Records for processing:
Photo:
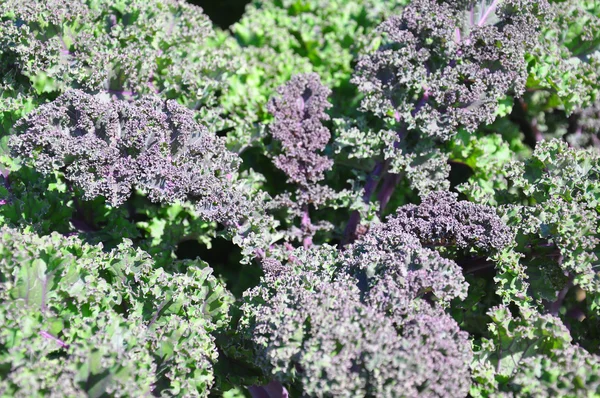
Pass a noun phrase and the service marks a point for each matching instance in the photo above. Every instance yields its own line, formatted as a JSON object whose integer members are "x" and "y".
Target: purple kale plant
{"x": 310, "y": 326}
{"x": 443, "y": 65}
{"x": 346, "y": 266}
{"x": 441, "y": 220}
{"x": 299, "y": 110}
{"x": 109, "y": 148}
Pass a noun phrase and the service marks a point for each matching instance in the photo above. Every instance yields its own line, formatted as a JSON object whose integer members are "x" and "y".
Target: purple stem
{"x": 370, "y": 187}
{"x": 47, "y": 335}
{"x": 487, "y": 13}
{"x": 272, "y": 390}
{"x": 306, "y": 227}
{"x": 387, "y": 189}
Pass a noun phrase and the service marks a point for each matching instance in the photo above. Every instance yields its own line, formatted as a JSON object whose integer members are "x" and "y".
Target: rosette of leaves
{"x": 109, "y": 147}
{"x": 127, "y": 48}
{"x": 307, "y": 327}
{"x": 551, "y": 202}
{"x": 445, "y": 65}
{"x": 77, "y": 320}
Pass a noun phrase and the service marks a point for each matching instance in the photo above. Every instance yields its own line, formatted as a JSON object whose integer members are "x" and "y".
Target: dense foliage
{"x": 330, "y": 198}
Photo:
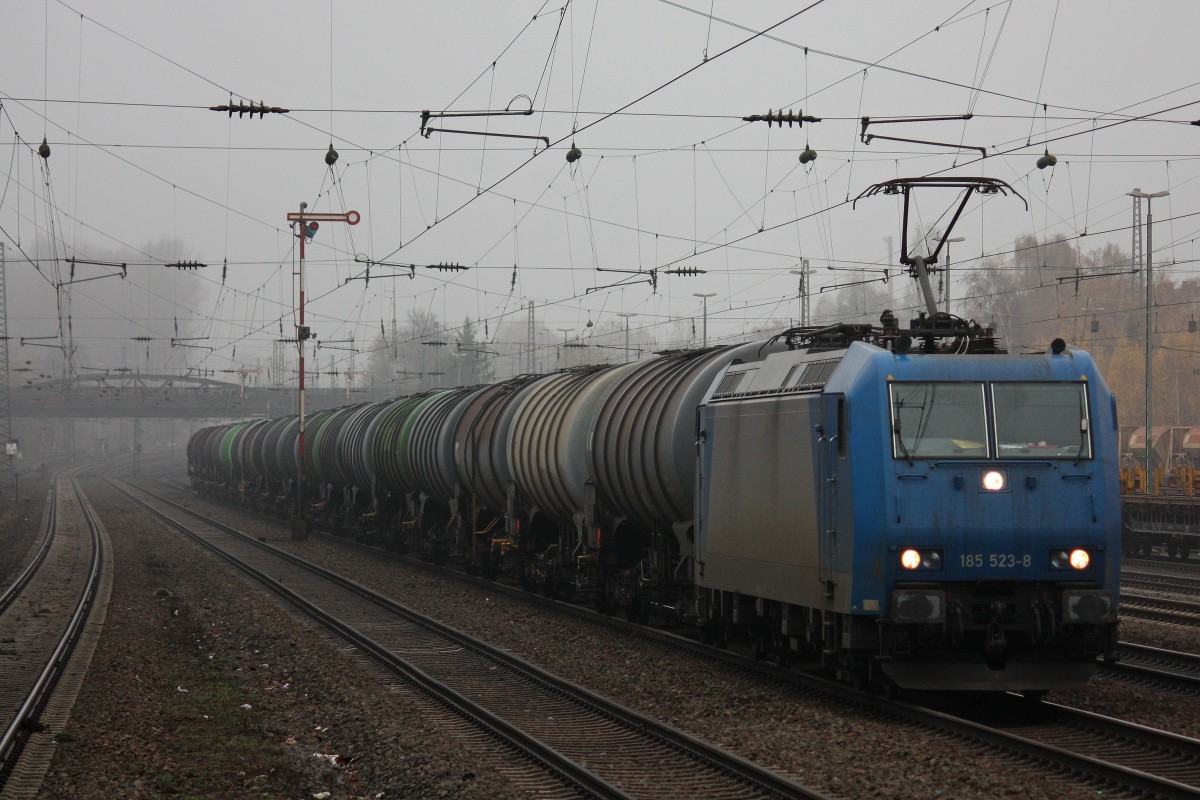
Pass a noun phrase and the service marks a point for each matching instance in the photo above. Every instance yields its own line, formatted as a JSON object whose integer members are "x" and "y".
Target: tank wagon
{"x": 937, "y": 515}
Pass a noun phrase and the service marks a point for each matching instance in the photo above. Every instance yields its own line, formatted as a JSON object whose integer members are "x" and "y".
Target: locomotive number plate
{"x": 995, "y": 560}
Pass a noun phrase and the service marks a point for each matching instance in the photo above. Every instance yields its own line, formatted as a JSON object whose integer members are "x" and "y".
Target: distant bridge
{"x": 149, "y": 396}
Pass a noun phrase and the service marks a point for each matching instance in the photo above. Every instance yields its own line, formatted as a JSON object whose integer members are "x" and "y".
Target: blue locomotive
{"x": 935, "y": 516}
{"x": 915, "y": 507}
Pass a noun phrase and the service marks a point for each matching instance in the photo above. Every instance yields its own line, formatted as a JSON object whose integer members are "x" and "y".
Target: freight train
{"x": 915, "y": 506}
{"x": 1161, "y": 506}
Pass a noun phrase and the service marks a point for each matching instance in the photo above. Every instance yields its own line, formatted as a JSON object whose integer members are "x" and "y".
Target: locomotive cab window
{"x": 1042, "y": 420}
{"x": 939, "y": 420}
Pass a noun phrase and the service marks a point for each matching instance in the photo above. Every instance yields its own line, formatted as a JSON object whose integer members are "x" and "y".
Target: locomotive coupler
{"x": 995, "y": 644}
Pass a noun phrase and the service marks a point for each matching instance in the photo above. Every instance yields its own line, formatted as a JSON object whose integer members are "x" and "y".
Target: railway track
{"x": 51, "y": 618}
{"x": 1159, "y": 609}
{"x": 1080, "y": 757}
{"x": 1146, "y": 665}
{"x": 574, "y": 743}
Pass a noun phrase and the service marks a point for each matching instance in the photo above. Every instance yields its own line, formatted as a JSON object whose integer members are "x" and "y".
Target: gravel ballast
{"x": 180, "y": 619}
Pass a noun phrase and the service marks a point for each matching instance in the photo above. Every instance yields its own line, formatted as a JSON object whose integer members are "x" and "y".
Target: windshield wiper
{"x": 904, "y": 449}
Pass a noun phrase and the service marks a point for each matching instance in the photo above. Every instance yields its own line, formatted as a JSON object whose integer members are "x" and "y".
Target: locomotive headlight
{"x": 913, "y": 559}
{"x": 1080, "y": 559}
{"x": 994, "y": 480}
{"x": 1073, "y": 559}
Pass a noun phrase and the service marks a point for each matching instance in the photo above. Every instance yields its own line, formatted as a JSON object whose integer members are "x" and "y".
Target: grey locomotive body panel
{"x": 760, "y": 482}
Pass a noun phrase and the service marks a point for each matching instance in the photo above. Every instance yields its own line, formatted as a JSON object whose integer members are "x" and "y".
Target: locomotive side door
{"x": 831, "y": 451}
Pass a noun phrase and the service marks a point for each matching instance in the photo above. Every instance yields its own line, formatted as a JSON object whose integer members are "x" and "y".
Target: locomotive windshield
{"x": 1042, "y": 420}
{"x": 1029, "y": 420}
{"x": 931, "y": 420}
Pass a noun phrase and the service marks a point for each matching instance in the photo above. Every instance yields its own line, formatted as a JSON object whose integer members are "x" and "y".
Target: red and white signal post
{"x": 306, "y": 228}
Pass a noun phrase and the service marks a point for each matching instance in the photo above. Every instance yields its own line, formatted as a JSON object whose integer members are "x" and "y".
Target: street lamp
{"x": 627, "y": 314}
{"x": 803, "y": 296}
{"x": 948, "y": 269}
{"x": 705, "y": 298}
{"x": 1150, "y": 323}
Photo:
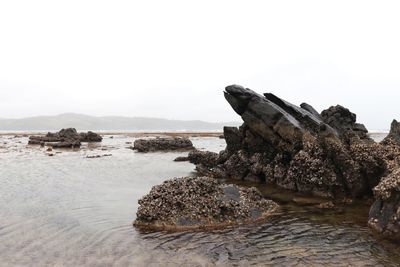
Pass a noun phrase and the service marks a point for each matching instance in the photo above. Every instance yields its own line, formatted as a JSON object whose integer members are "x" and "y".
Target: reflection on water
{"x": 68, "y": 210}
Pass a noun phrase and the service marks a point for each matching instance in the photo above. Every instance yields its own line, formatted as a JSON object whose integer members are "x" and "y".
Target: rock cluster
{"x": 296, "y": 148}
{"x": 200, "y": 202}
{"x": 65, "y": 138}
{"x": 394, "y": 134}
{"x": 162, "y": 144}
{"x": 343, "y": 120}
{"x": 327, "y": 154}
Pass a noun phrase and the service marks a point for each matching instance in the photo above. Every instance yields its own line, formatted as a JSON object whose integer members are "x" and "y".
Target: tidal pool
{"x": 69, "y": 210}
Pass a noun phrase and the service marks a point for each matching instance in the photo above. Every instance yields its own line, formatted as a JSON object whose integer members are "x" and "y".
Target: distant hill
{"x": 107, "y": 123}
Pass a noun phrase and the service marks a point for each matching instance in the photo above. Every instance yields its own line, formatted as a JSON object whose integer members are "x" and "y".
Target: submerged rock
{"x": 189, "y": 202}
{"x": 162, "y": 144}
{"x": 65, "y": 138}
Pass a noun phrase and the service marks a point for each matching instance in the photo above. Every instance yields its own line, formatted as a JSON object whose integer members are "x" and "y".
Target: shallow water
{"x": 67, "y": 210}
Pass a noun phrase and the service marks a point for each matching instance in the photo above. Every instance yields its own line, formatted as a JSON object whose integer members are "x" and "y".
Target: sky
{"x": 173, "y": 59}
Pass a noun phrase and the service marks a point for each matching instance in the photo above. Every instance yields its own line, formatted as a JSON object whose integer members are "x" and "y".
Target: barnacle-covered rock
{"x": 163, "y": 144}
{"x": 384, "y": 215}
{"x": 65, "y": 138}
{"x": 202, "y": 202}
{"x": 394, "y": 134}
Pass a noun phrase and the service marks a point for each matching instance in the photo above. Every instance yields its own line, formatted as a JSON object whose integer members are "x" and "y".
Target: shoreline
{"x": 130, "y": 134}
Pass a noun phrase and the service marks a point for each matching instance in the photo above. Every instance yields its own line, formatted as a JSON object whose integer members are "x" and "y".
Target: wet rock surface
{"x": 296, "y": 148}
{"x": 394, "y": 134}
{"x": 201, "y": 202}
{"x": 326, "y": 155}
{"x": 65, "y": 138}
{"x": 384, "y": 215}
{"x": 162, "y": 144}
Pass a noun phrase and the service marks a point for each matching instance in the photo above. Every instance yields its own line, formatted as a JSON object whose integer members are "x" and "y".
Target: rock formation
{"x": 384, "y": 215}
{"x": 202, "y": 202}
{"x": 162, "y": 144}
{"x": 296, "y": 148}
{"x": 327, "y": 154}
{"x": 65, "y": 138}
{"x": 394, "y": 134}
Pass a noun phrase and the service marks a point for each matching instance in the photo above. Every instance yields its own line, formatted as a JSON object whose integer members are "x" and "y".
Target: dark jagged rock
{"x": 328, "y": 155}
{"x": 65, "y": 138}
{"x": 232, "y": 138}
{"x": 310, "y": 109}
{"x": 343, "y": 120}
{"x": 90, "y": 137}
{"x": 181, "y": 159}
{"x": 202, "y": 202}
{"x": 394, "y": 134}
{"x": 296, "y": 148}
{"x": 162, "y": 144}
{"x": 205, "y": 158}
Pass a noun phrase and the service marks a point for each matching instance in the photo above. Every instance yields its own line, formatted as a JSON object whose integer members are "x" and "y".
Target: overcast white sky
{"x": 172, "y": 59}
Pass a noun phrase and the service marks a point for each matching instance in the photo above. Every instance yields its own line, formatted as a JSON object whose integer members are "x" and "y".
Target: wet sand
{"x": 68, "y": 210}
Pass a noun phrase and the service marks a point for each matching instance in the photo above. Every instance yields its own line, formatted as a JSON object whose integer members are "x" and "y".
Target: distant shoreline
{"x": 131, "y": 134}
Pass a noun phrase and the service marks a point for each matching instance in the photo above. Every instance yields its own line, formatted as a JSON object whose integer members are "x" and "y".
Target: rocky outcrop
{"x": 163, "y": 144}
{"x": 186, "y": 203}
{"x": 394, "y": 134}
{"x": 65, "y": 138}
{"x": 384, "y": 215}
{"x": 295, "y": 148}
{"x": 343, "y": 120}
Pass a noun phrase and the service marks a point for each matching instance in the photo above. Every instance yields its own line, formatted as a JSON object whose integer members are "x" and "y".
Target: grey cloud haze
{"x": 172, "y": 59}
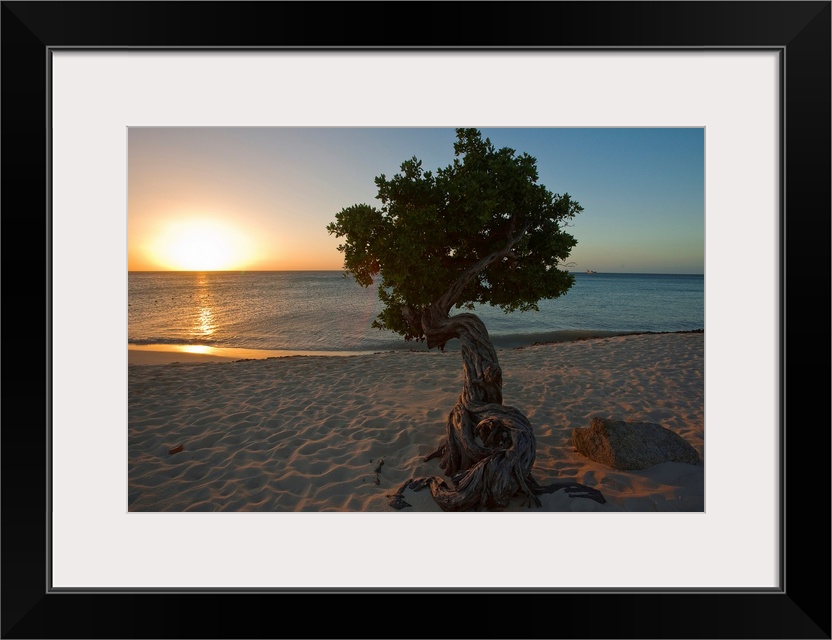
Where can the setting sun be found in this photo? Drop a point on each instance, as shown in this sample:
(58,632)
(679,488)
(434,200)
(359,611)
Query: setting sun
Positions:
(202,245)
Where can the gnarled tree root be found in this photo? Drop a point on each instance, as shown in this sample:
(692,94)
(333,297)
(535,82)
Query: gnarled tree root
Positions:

Goal of the exercise: Read the data above. Pull out each line in which the string "Query" appears.

Solved exercise:
Query: setting sun
Query: gnarled tree root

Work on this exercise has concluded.